DOCUMENT SEGMENT
• • • • •

Such have been the characteristic features of the work of the Army here
in Inverness; and, strange though its methods are to us in the Highlands,
we can appreciate the good work you are doing, and are stirred up by
your good example.
I have known personally several who ultimately became hard-working Priests
of the Anglican Church, and who owed their first Conversion to the Salvation
Army; one of these was a brilliant Oxford Scholar who came under the
great Spiritual influence of the late Mrs. Booth.
I regret that I find myself unable to meet the General, as you kindly
asked me.
You are welcome to make any use you like of this letter.
Please give my respects to the General; for it is a pleasure, as well
as a duty, to carry out the injunctions of the Psalmist and “Make
much of them that fear the Lord.” (Psalm xv. 4.) — Believe
me, Yours sincerely, in Christ,
ALFRED BROOK.
Canon Residentiary of the Inverness Cathedral.

• • • • •

WHAT YOU NEED TO DO
1. In the letter about the Salvation Army in Inverness, switch "General" to "Commissioner" in the passage starting with "You are welcome" and going on through "the Inverness Cathedral.".
2. What position does Alfred Brook hold, according to the letter about the Salvation Army in Inverness?
The items that follow are drawn from a separate source.

DATA EXTRACT
• • • • •

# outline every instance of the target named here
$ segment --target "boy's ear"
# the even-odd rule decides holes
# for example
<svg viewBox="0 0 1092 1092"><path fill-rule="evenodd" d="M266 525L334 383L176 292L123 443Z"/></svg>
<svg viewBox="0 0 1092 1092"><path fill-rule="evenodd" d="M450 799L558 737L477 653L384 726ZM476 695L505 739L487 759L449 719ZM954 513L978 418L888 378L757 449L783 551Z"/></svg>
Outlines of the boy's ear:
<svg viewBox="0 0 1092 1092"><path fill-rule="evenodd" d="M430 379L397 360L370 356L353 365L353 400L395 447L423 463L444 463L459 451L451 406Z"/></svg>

• • • • •

TASK-BY-TASK SOLUTIONS
1.
You are welcome to make any use you like of this letter.
Please give my respects to the Commissioner; for it is a pleasure, as well
as a duty, to carry out the injunctions of the Psalmist and “Make
much of them that fear the Lord.” (Psalm xv. 4.) — Believe
me, Yours sincerely, in Christ,
ALFRED BROOK.
Canon Residentiary of the Inverness Cathedral.

2. Canon Residentiary of the Inverness Cathedral.